Output word for word the lines starting at the one that contains "Task: Indicate the sign" and ending at the final line of the rows.

= = = = = = =

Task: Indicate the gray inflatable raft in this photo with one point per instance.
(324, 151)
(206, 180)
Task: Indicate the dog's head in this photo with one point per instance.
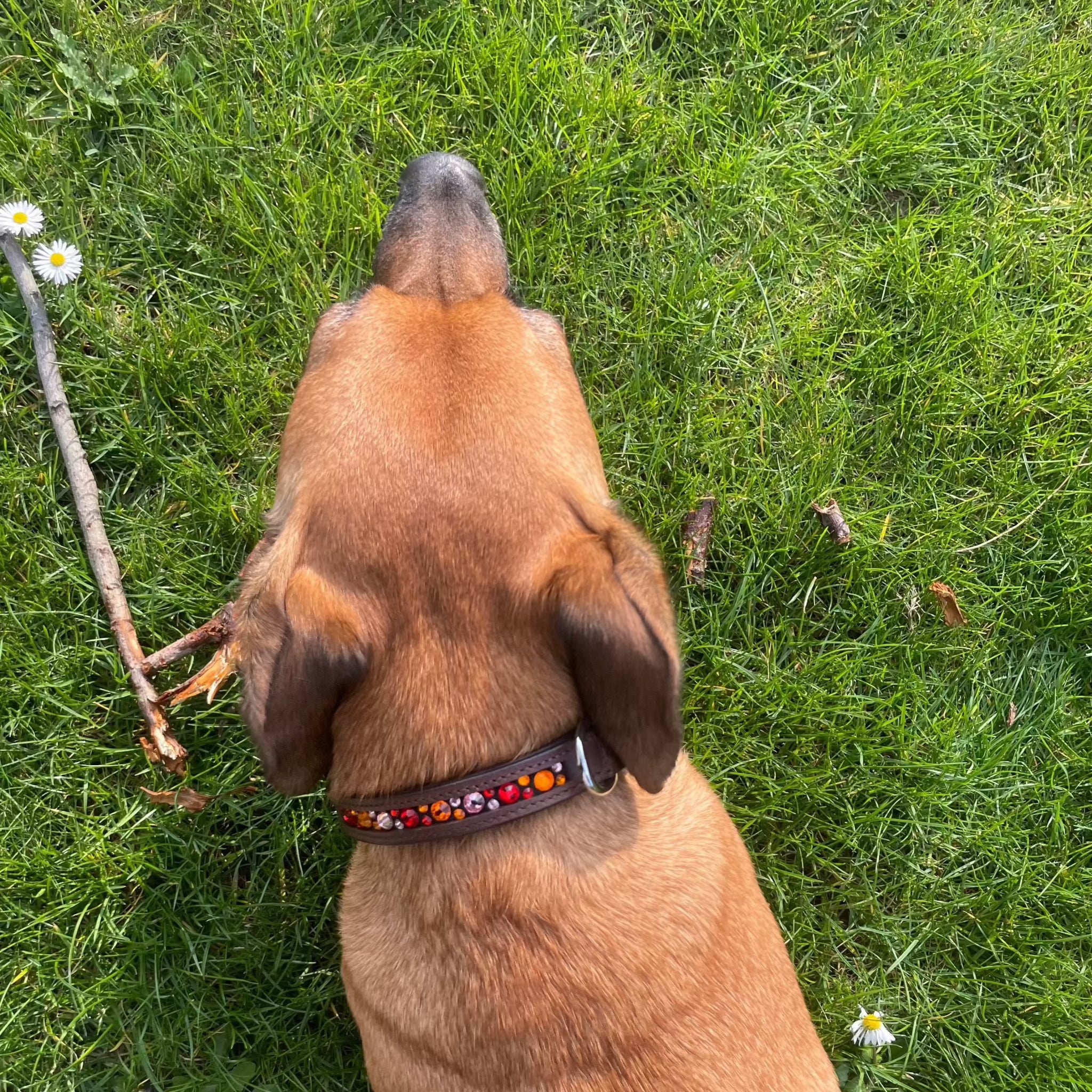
(446, 582)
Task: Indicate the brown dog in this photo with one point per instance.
(447, 585)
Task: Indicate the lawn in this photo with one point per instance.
(801, 251)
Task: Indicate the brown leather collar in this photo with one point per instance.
(557, 772)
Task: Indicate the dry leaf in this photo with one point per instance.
(946, 598)
(697, 532)
(188, 799)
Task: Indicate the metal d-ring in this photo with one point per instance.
(587, 774)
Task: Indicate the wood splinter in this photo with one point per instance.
(831, 518)
(697, 534)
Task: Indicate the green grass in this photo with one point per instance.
(801, 249)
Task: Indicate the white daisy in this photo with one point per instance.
(21, 218)
(870, 1031)
(57, 261)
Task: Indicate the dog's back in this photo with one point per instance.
(447, 585)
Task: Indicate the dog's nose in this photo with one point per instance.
(440, 176)
(441, 238)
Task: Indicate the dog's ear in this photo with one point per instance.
(615, 617)
(322, 659)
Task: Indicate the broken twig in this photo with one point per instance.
(163, 745)
(697, 533)
(214, 631)
(831, 518)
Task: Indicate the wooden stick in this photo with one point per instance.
(214, 631)
(164, 747)
(831, 518)
(697, 533)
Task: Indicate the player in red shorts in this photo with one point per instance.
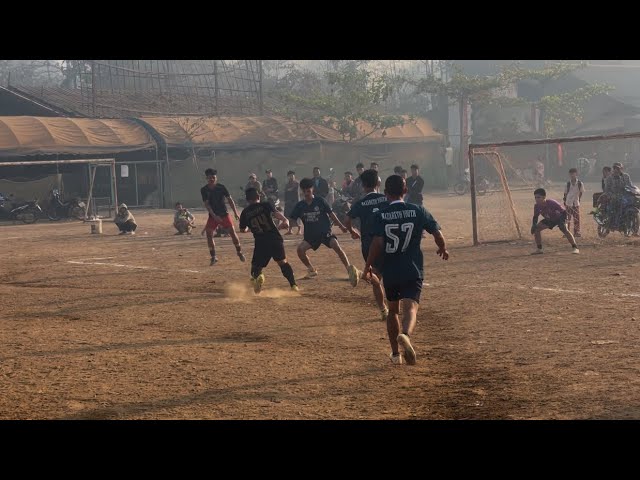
(213, 195)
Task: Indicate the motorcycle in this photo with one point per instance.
(26, 213)
(58, 209)
(624, 219)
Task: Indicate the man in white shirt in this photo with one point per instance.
(572, 196)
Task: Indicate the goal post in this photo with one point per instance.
(92, 162)
(494, 158)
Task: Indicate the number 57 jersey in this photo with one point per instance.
(401, 225)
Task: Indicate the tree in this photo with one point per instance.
(344, 97)
(482, 91)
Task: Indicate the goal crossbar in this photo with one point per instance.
(486, 148)
(106, 162)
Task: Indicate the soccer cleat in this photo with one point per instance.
(354, 275)
(409, 352)
(257, 283)
(396, 359)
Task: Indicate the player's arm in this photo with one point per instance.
(375, 250)
(282, 218)
(335, 219)
(243, 227)
(232, 204)
(442, 246)
(534, 223)
(348, 225)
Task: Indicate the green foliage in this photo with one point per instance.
(344, 97)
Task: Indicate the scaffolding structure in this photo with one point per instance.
(139, 88)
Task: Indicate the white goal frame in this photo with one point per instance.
(489, 149)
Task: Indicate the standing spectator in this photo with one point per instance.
(415, 184)
(357, 188)
(572, 196)
(291, 199)
(320, 185)
(270, 185)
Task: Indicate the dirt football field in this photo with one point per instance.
(141, 327)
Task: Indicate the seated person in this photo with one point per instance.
(125, 221)
(183, 220)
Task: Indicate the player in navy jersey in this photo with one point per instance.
(397, 233)
(365, 209)
(257, 217)
(315, 213)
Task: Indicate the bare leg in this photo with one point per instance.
(338, 249)
(393, 326)
(409, 314)
(378, 293)
(302, 255)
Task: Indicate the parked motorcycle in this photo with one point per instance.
(74, 208)
(624, 219)
(26, 213)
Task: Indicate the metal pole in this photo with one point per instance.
(114, 184)
(93, 179)
(472, 186)
(135, 169)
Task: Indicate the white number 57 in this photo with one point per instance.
(388, 230)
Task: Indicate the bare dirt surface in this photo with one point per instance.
(112, 327)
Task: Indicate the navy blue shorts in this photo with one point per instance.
(397, 291)
(365, 254)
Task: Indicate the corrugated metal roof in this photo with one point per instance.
(51, 135)
(219, 131)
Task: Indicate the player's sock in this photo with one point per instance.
(287, 271)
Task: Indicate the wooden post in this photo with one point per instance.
(472, 187)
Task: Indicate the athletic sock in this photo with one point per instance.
(287, 271)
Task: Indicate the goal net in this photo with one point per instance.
(506, 174)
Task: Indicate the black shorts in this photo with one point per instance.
(316, 242)
(266, 249)
(553, 223)
(397, 291)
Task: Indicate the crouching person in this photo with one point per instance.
(124, 221)
(183, 220)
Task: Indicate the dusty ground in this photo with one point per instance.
(110, 327)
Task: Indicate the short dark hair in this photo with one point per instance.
(369, 178)
(394, 185)
(306, 183)
(251, 194)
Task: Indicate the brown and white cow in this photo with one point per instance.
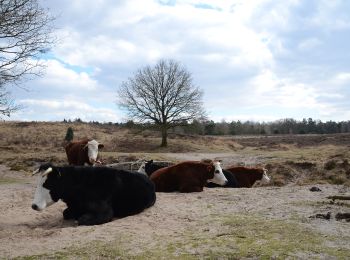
(189, 176)
(84, 151)
(246, 177)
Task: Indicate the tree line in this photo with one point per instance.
(209, 127)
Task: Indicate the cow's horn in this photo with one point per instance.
(47, 171)
(35, 172)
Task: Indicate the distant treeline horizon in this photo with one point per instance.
(209, 127)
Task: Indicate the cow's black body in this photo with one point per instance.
(232, 181)
(94, 195)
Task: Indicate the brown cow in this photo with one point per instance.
(246, 177)
(189, 176)
(84, 151)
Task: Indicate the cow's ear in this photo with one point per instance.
(210, 168)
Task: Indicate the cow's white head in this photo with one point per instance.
(219, 177)
(93, 147)
(142, 168)
(265, 179)
(42, 197)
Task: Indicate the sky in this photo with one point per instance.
(259, 60)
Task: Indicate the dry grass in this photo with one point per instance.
(299, 159)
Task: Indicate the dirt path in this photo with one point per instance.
(175, 221)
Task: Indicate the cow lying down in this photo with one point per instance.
(189, 176)
(243, 177)
(94, 195)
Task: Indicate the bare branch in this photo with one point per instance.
(25, 34)
(163, 94)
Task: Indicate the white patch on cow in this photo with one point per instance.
(219, 177)
(265, 179)
(42, 197)
(142, 168)
(92, 150)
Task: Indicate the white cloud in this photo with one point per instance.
(58, 76)
(253, 58)
(53, 110)
(309, 44)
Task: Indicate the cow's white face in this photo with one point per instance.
(93, 147)
(142, 168)
(219, 177)
(42, 197)
(265, 179)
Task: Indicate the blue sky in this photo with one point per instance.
(259, 60)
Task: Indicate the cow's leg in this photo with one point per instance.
(98, 212)
(191, 188)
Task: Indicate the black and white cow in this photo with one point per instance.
(93, 195)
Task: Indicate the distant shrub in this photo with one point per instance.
(330, 165)
(69, 135)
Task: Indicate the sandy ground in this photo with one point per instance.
(25, 232)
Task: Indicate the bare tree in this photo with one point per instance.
(163, 94)
(25, 33)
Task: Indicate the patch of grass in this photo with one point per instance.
(234, 237)
(8, 181)
(264, 238)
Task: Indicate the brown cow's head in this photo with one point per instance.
(219, 177)
(265, 179)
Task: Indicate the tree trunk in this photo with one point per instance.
(164, 136)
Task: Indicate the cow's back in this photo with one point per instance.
(129, 192)
(181, 177)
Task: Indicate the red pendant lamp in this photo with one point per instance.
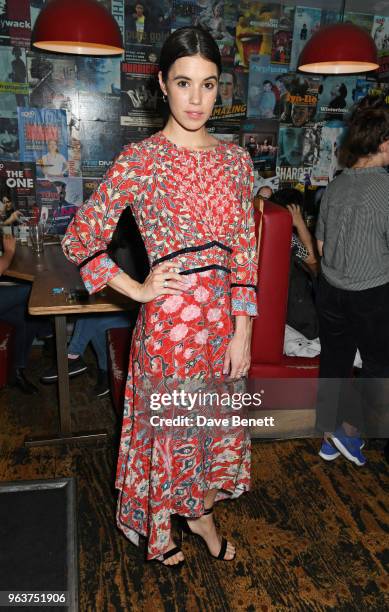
(83, 27)
(339, 48)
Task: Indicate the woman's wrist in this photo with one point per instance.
(243, 325)
(123, 283)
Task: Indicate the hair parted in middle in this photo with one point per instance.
(187, 42)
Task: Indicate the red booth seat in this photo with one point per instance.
(6, 352)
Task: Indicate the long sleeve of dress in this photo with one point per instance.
(90, 231)
(244, 254)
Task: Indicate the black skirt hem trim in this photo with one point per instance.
(202, 247)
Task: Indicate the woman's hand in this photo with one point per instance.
(238, 355)
(297, 217)
(162, 280)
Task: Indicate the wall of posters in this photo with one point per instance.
(67, 116)
(43, 138)
(17, 185)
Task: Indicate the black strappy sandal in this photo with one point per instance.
(184, 525)
(171, 553)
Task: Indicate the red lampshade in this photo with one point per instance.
(84, 27)
(339, 48)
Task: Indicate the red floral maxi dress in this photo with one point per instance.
(194, 209)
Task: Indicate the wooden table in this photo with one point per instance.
(46, 271)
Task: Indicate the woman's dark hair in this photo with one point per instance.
(286, 196)
(186, 42)
(368, 129)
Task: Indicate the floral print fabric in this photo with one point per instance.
(195, 210)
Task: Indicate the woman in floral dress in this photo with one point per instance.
(191, 196)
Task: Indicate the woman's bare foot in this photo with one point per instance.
(175, 559)
(205, 527)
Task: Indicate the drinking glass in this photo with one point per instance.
(36, 237)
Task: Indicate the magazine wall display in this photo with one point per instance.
(380, 35)
(15, 23)
(326, 163)
(231, 101)
(219, 19)
(306, 23)
(100, 143)
(68, 116)
(336, 97)
(14, 88)
(17, 186)
(260, 138)
(43, 138)
(141, 98)
(58, 200)
(53, 81)
(298, 98)
(147, 25)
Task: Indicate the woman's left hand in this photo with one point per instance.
(238, 355)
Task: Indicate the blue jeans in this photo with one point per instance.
(13, 310)
(93, 329)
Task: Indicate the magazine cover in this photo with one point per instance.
(141, 98)
(116, 8)
(232, 138)
(100, 143)
(89, 186)
(219, 17)
(147, 25)
(327, 162)
(298, 151)
(94, 108)
(380, 35)
(306, 22)
(329, 16)
(231, 102)
(260, 138)
(298, 97)
(53, 81)
(281, 46)
(9, 139)
(58, 201)
(130, 133)
(254, 30)
(371, 87)
(43, 138)
(15, 23)
(17, 185)
(263, 100)
(13, 86)
(184, 13)
(100, 74)
(363, 20)
(336, 97)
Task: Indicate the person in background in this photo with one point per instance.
(353, 239)
(302, 239)
(91, 329)
(265, 192)
(13, 310)
(8, 214)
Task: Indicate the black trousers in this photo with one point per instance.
(349, 320)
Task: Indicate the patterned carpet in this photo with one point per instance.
(311, 536)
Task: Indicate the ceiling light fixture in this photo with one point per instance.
(83, 27)
(339, 48)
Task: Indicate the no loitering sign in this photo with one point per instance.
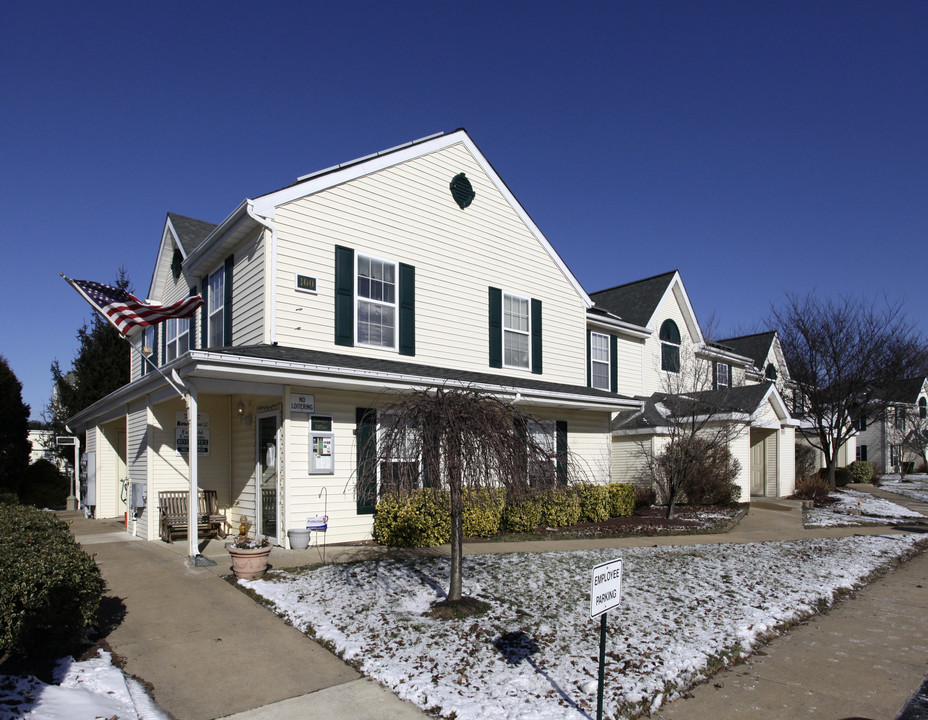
(605, 587)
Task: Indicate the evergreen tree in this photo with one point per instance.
(14, 430)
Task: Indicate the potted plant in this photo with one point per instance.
(249, 557)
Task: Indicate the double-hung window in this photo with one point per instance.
(722, 377)
(217, 309)
(516, 331)
(176, 338)
(599, 361)
(670, 346)
(376, 302)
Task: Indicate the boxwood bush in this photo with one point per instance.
(622, 499)
(560, 507)
(483, 511)
(594, 502)
(416, 519)
(522, 514)
(861, 471)
(50, 588)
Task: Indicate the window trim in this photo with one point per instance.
(358, 255)
(607, 340)
(526, 333)
(667, 343)
(220, 310)
(172, 342)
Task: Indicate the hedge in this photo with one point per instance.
(50, 588)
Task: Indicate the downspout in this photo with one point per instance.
(272, 300)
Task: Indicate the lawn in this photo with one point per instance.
(685, 611)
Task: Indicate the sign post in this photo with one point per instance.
(605, 594)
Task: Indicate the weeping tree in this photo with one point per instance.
(459, 440)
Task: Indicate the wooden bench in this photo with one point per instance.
(172, 505)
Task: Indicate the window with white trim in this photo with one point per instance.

= = = = = = =

WRITTEN ANSWER =>
Task: Indicate the sign post in this photo with one point per instance.
(605, 594)
Task: Indicate the weeping tree in this photo with one point per instance.
(459, 440)
Task: Indicate the wooden bench in this photo with one point per instance.
(172, 505)
Task: Indicate the window with white trim in this photo with one point per instance.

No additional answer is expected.